**Task to complete**
Repeat word for word everything in the post on responsive images from "When we build" down to "viewport. Simple. Lovely.".

CKEditor & Responsive Images
Ah yes… WYSIWYG editors (or as I prefer to more accurately call them, “rich text editors”). As you can see, I’m not their biggest fan. There are lots of reasons why they’re troublesome, but I’ll save that for another post. I wanted to quickly share a problem we came up against yesterday with a site we’re about to launch, and its solution.
When we build new sites now, they’re almost all responsive. And responsive images have lots of challenges. But one of the *easiest* things about responsive images is that they can be made responsive with one simple line of CSS:
img { max-width: 100%; }
That will ensure that any image in a standard HTML image tag, with a width and height attribute, will never exceed the width of the viewport. Simple. Lovely.

**Supplied information**
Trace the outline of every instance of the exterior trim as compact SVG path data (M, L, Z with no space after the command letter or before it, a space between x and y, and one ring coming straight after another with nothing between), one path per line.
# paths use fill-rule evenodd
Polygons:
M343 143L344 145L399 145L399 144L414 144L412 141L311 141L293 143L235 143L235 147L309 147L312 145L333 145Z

**In response**
When we build new sites now, they’re almost all responsive. And responsive images have lots of challenges. But one of the *easiest* things about responsive images is that they can be made responsive with one simple line of CSS:
img { max-width: 100%; }
That will ensure that any image in a standard HTML image tag, with a width and height attribute, will never exceed the width of the viewport. Simple. Lovely.